▶ [Entries provided]:
--- START ---

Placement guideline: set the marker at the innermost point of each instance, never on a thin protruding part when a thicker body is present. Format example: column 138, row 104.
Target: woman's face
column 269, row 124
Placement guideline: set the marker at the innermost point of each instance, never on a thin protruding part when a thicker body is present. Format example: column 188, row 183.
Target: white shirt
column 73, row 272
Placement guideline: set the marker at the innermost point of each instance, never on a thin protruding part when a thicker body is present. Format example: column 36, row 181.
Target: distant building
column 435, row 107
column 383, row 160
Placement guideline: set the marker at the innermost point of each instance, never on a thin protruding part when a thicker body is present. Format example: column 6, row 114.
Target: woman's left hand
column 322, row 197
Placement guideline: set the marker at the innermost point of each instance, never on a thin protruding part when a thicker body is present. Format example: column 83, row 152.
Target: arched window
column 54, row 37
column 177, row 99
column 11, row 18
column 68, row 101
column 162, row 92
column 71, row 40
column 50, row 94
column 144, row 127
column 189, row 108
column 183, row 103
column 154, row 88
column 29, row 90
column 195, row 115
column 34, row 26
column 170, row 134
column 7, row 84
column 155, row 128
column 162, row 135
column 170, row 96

--- END ---

▶ [Work task]: Repeat every line of the data, exactly and in full.

▶ [Written response]:
Placement guideline: set the marker at the innermost point of each instance, never on a thin protruding part when a thicker body is present. Format example: column 138, row 104.
Target: woman's face
column 269, row 124
Placement guideline: set the marker at the innermost point of each instance, never on a thin protruding part when a thicker body is present. Format example: column 188, row 183.
Target: white shirt
column 73, row 272
Placement guideline: set the marker at the innermost point of each instance, never on a thin protruding part when a thicker body is present. Format example: column 36, row 181.
Target: distant building
column 435, row 107
column 383, row 160
Placement guideline: set the marker at the innermost point of each instance, never on a thin protruding part when a thicker body is present. Format example: column 6, row 114.
Target: woman's left hand
column 322, row 197
Placement guideline: set the marker at the innermost point of each instance, never on a thin protruding part when a thicker body is present. Format example: column 83, row 152.
Target: arched window
column 54, row 37
column 177, row 99
column 11, row 18
column 68, row 101
column 162, row 92
column 71, row 40
column 50, row 94
column 144, row 127
column 189, row 108
column 183, row 103
column 154, row 88
column 29, row 90
column 195, row 115
column 34, row 26
column 170, row 134
column 7, row 84
column 155, row 128
column 162, row 135
column 170, row 96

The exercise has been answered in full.